*WORK INSTRUCTIONS*. Change every instance of "bounding box" to "enclosing rectangle" throughout the data below, leaving all other text unchanged. Omit the pictures from your output.

*EXCERPTED DATA*.
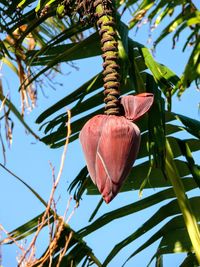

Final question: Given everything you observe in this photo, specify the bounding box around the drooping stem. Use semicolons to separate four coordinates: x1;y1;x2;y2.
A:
94;0;120;115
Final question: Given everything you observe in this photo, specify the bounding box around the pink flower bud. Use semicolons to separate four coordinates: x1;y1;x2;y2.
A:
80;94;153;203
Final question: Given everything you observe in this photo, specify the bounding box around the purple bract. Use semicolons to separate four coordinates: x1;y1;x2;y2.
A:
80;93;153;203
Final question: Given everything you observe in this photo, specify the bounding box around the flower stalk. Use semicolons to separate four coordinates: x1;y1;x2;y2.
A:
94;0;120;116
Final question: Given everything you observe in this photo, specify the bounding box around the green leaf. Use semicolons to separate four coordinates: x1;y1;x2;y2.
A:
0;93;39;139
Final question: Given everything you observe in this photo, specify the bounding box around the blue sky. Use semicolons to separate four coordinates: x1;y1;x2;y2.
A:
0;2;200;267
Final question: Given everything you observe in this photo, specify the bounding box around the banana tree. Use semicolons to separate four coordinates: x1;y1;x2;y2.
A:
1;0;200;266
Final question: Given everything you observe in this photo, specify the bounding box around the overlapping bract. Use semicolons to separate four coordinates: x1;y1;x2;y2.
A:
80;93;153;203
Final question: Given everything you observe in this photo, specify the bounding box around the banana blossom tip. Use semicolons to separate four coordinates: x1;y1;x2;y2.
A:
80;93;153;203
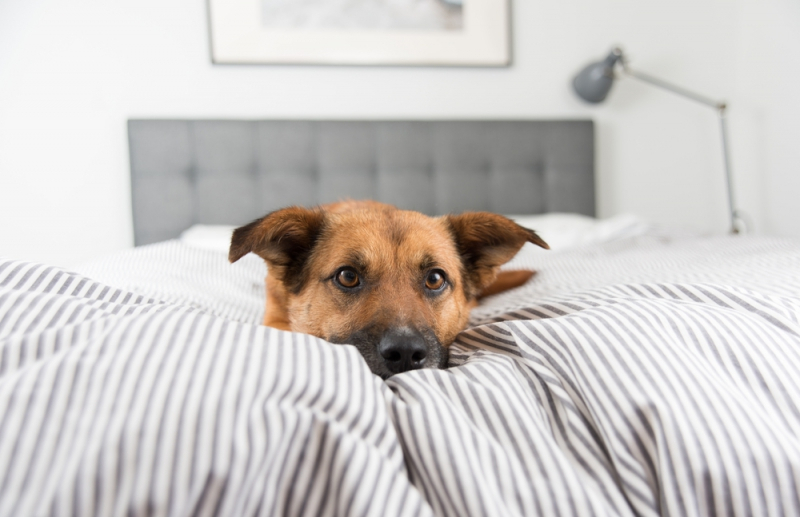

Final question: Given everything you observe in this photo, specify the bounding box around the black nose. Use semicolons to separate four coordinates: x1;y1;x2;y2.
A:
378;328;428;373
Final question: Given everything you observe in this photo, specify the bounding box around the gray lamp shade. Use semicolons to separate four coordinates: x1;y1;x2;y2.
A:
572;48;622;104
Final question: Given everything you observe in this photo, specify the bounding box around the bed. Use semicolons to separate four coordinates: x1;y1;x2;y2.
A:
0;120;800;516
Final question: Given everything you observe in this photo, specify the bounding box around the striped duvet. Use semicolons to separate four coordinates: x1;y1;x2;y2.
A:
0;233;800;516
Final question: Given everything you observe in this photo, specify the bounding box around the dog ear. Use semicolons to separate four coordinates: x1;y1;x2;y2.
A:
446;212;550;298
228;206;325;290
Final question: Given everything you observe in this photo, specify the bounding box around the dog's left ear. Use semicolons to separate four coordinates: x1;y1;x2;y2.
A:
446;212;550;297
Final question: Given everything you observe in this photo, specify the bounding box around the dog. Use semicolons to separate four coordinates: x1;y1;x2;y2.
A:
228;201;549;379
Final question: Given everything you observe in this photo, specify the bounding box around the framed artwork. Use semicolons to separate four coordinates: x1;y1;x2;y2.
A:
208;0;511;66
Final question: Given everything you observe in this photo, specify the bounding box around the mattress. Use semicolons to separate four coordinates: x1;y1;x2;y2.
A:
0;223;800;515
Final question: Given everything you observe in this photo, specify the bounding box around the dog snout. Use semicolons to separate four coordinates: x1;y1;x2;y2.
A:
378;328;428;373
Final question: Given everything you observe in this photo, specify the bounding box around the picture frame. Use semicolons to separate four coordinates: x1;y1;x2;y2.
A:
208;0;511;67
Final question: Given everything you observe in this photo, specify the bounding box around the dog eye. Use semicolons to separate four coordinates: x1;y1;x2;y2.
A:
334;268;361;289
425;269;445;291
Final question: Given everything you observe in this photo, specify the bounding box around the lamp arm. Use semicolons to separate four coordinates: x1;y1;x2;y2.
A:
619;59;747;234
622;63;726;111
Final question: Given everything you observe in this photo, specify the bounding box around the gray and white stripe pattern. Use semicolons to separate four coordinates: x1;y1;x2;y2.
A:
0;232;800;515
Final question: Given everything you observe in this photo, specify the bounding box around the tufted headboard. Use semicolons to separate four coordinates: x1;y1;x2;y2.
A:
128;120;595;246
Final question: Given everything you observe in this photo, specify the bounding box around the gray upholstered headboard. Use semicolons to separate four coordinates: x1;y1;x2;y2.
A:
128;120;595;246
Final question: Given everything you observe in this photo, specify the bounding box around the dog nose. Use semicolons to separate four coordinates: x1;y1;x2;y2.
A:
378;328;428;373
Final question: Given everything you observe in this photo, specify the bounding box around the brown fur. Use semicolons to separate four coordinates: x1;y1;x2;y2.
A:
229;201;547;377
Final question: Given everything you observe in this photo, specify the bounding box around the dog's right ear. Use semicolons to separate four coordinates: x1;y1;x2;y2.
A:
228;206;325;272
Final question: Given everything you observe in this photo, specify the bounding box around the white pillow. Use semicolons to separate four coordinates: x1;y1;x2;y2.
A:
506;213;649;251
180;213;648;254
180;224;236;254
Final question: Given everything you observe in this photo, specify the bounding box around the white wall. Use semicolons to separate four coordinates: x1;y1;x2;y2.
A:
0;0;800;266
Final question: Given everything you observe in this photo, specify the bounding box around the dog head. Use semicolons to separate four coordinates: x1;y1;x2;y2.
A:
229;203;547;378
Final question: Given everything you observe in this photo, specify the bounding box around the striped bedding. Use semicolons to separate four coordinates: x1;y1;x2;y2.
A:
0;232;800;516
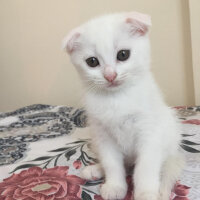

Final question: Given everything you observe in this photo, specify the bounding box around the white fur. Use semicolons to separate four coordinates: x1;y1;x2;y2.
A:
64;13;184;200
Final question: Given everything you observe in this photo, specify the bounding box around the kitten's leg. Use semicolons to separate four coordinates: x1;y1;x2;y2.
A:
160;153;184;200
97;138;127;200
81;163;104;180
133;148;162;200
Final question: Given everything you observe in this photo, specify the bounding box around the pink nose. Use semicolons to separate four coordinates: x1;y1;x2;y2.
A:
104;72;117;83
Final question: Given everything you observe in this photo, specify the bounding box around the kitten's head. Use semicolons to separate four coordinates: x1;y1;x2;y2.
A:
63;12;151;91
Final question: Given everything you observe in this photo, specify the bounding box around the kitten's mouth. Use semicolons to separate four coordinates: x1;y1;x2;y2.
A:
108;82;121;88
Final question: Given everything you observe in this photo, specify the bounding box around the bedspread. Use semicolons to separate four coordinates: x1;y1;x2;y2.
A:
0;104;200;200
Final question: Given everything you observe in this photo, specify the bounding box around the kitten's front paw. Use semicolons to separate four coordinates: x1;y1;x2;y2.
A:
134;192;159;200
100;183;127;200
81;164;103;180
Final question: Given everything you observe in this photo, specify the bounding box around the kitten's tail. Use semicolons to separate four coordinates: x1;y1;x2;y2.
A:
160;153;185;200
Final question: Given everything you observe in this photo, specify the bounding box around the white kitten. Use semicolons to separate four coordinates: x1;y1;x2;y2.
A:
64;12;182;200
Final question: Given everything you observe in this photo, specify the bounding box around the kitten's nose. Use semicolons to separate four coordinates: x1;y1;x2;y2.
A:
104;67;117;82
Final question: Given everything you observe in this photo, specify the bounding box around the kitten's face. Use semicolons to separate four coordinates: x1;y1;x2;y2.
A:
65;13;150;91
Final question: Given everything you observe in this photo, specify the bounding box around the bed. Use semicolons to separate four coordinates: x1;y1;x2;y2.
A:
0;104;200;200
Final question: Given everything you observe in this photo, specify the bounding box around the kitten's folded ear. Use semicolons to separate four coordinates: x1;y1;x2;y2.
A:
126;12;151;35
62;28;81;54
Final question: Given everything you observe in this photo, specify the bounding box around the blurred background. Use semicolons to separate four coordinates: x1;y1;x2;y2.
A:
0;0;200;112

*EXPECTED ANSWER*.
Final question: Given everything you observe in this photo, specify the enclosing rectangle around the drooping stem. Use semicolons to separate four coordinates: x1;y1;x2;y2.
A:
94;0;120;115
Final question: Given everything you observe in this photo, specify the enclosing rectangle around the pink flower bud. Use semicolons to separate four coordinates: x1;y1;x2;y2.
A:
80;94;153;203
Final question: Given everything you observe in this photo, specify the enclosing rectangle around the purple bract. Use semicolons to separate four coordinates: x1;y1;x2;y2.
A:
80;93;153;203
Final question: Given everything you observe in this photo, specify the enclosing rectangle around the flower stalk. Use semicolons to separate four coordinates: x1;y1;x2;y2.
A:
94;0;120;116
Final question: Given everything you observe in this photo, specify the enclosing rectangle around the green leaf. Use semicolons to separate four coordinates: x1;y1;x2;y2.
A:
0;93;39;139
Final question: Given everything you observe in this photo, specify the enclosing rectangle around the blue sky. Use semicolons to separate four coordinates: x1;y1;x2;y2.
A:
0;2;200;267
Final question: Given everything you observe in this photo, specify the enclosing rectangle around the banana tree. Use semicolons to separate four coordinates: x1;y1;x2;y2.
A:
1;0;200;266
Final question: Given everything you observe in this photo, specify the enclosing rectangle around the overlapping bract. Use semicolons to separate four coordinates: x1;y1;x2;y2.
A:
80;93;153;203
Final question: Given everything you observe in this photo, specify the enclosing rectangle around the banana blossom tip. Use semicolons to separate four coordinates: x1;y1;x2;y2.
A:
80;93;153;203

Final question: Given everything you observe in this photo, specify the enclosing rectangle around the black nose. Use semicolons to separate four coordinates: x1;y1;x2;y2.
A:
378;328;428;373
Final question: Given everything you observe in this photo, specify the enclosing rectangle around the gray lamp shade. Use semicolons to separate four coordinates: x1;y1;x2;y2.
A:
572;48;622;104
Final question: Given everything you observe in this photo, specify the enclosing rectangle around the bed. Use semicolons to separate four coordinates: x1;y1;x2;y2.
A:
0;120;800;516
Final question: Given everything you observe in this photo, specify the enclosing rectangle around the striped duvet. Use semicolons to separate four coordinates: x1;y1;x2;y2.
A:
0;233;800;516
Final question: Given everything you observe in this photo, specify the enclosing rectangle around the dog ear. Use semicolons to separate four coordinates: x1;y1;x2;y2.
A:
446;212;550;298
228;206;325;290
Final question: Given everything you observe in this photo, specify the enclosing rectangle around the dog's left ear. Use semicolons to separate four coordinates: x1;y1;x2;y2.
A:
446;212;550;297
Final question: Given everything you observe in this photo, specify the enclosing rectangle around the dog. Use semicolons to separate four coordinates: x1;y1;x2;y2.
A:
228;201;549;379
Final question: Given everything you observe in this photo, specify the enclosing rectangle around the framed artwork. Use semicolons to separate four coordinates: x1;y1;x2;y2.
A:
208;0;511;66
Final question: Given everything you observe in this photo, specify the enclosing rectangle around the mattress. Use semicolons to separate four coordinates: x1;y1;x2;y2.
A:
0;223;800;515
Final question: Given everything you observe in this photo, specify the enclosing rectangle around the dog snout. Use semicolons to separate four coordinates: x1;y1;x2;y2.
A:
378;328;428;373
Final question: Given everything you observe in this photo, specify the enclosing rectangle around the picture frame. Use semicolons to separate four coordinates: x1;y1;x2;y2.
A:
208;0;511;67
Final question: Given everything you observe in this photo, specify the enclosing rectangle around the dog eye. Use semicolons to separate four coordinates: x1;y1;x2;y2.
A:
334;268;361;289
425;269;445;291
Final question: Given everything you observe in this photo, specify the enclosing rectangle around the lamp arm. Use semicolons to separate four coordinates: x1;y1;x2;y2.
A:
619;59;747;234
622;63;726;111
Final question: Given everything you observe in this photo, specify the enclosing rectangle around the gray and white stripe pattern. Use semicolons to separate four coordinates: x1;y1;x2;y2.
A:
0;232;800;515
Final question: Given everything you observe in this photo, specify the enclosing rectangle around the tufted headboard. Use semicolons to separate four coordinates: x1;y1;x2;y2.
A:
128;120;595;246
Final question: Given everything you observe in this photo, specify the enclosing rectangle around the gray upholstered headboard. Use semicolons to separate four coordinates: x1;y1;x2;y2.
A:
128;120;595;246
Final question: Given everything you observe in this photo, specify the enclosing rectangle around the dog nose. Use semicolons to separate four coordinates: x1;y1;x2;y2.
A:
378;328;428;373
Final question: Given everything you observe in this photo, specify the enclosing rectangle around the brown fur. Use semicolons to separate four coordinates: x1;y1;x2;y2.
A:
229;201;547;377
Final question: Given everything you observe in this photo, specify the enclosing rectangle around the dog's right ear. Use semicolons to separate four coordinates: x1;y1;x2;y2.
A:
228;206;325;272
Final question: Given everything you observe in this photo, specify the enclosing rectangle around the white pillow. Use semicolons to separate four coordinates: x1;y1;x2;y2.
A:
506;213;649;251
180;213;648;254
180;224;236;254
Final question: Given everything you observe in this photo, specify the enclosing rectangle around the white wall. Use semicolons to separate four coordinates: x1;y1;x2;y2.
A:
0;0;800;266
Final question: Given everything you observe in this photo, specify the enclosing rectangle around the dog head. Use semicolons to separate four coordinates: x1;y1;x2;y2.
A:
229;203;547;378
Final question: Given everything you observe in this photo, specify the enclosing rectangle around the striped bedding. Use semicolons to separate four coordinates: x1;y1;x2;y2.
A:
0;232;800;516

Final question: Given everything you observe in this photo, specify the enclosing rectangle around the white fur. Use semicolons to separate four coordinates: x1;y1;x2;y2.
A:
64;13;184;200
Final question: Given everything you observe in this photo, specify the enclosing rectangle around the kitten's leg. Use semicolons to separate four coordinates: x1;y1;x2;y2.
A:
160;153;184;200
97;138;127;200
81;163;104;180
133;148;162;200
Final question: Given everything you observe in this photo, specify the enclosing rectangle around the pink nose. Use semicolons to separate four coordinates: x1;y1;x2;y2.
A:
104;72;117;83
Final question: Given everything you observe in this photo, specify the enclosing rectangle around the kitten's head. Use semicolons to separate four coordinates: x1;y1;x2;y2.
A:
63;12;151;91
Final question: Given everything you observe in this photo, specify the enclosing rectangle around the kitten's mouth. Use semicolons to separate four coordinates: x1;y1;x2;y2.
A:
108;82;121;88
Final question: Given everything you observe in this photo, specify the enclosing rectangle around the bedspread. Use semicolons to separate four coordinates: x1;y1;x2;y2.
A:
0;104;200;200
Final question: Given everything you observe in this photo, specify the enclosing rectangle around the kitten's front paw. Use semicolons to separate four coordinates: x1;y1;x2;y2.
A:
134;192;159;200
100;183;127;200
81;164;103;180
Final question: Given everything you observe in this photo, specify the enclosing rectangle around the kitten's tail. Use semicolons to separate four coordinates: x1;y1;x2;y2.
A:
160;153;185;200
Final question: Given everything you observe in this photo, specify the enclosing rectangle around the white kitten. Use semicolons to separate four coordinates: x1;y1;x2;y2.
A:
64;12;182;200
Final question: Given everything you observe in this photo, specify the enclosing rectangle around the kitten's nose. Use semicolons to separate four coordinates: x1;y1;x2;y2.
A:
104;67;117;82
Final question: Given everything you observe in this photo, specify the enclosing rectangle around the kitten's face. Use semicolons to separate four coordinates: x1;y1;x2;y2.
A:
65;13;150;91
Final question: Given everything you observe in this photo, specify the enclosing rectangle around the bed. Use semicolons to separate four coordinates: x1;y1;x2;y2.
A:
0;104;200;200
Final question: Given everything you observe in this photo, specify the enclosing rectangle around the kitten's folded ear. Use semicolons to separate four coordinates: x1;y1;x2;y2.
A:
126;12;151;35
62;28;81;54
Final question: Given everything you observe in this photo, specify the enclosing rectangle around the blurred background. Use semicolons to separate four coordinates: x1;y1;x2;y2.
A:
0;0;200;112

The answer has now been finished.